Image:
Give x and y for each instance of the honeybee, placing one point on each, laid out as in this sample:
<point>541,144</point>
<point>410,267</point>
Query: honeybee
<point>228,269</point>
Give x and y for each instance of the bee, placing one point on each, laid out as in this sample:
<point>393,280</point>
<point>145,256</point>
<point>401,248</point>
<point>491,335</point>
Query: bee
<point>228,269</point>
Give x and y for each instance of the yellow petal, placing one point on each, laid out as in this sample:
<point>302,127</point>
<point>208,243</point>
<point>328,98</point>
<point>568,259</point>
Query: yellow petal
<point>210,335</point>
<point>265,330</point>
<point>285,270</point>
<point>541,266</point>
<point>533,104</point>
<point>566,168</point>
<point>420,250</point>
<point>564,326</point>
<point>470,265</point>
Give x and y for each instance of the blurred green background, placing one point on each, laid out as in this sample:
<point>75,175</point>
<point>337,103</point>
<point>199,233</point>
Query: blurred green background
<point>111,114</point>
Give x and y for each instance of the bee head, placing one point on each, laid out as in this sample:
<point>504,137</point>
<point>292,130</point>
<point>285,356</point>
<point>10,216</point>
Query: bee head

### PROMPT
Every line above is to be transcribed exactly.

### RESPONSE BOX
Image:
Give x and y for each instance of the honeybee, placing one point on each, laid out as in this sample:
<point>541,144</point>
<point>410,267</point>
Query: honeybee
<point>228,269</point>
Give x and y for each instance of the bee, placing one point on each, laid out as in this sample:
<point>393,280</point>
<point>145,256</point>
<point>401,248</point>
<point>491,335</point>
Query: bee
<point>228,269</point>
Give x and y for each instance of the yellow petal, placing one point on each, laid out as in this sample:
<point>302,127</point>
<point>208,243</point>
<point>328,98</point>
<point>568,259</point>
Query: yellow petal
<point>210,335</point>
<point>265,330</point>
<point>285,270</point>
<point>541,266</point>
<point>533,104</point>
<point>566,168</point>
<point>420,250</point>
<point>564,326</point>
<point>470,265</point>
Give x and y for each instance of the blurred green background, placing one point on each, laid out as in this sample:
<point>75,175</point>
<point>337,103</point>
<point>199,233</point>
Query: blurred green background
<point>111,114</point>
Give x and y for each instance of the bee head, placing one point on each, laid out as in this sample:
<point>504,137</point>
<point>292,130</point>
<point>285,356</point>
<point>10,216</point>
Query: bee head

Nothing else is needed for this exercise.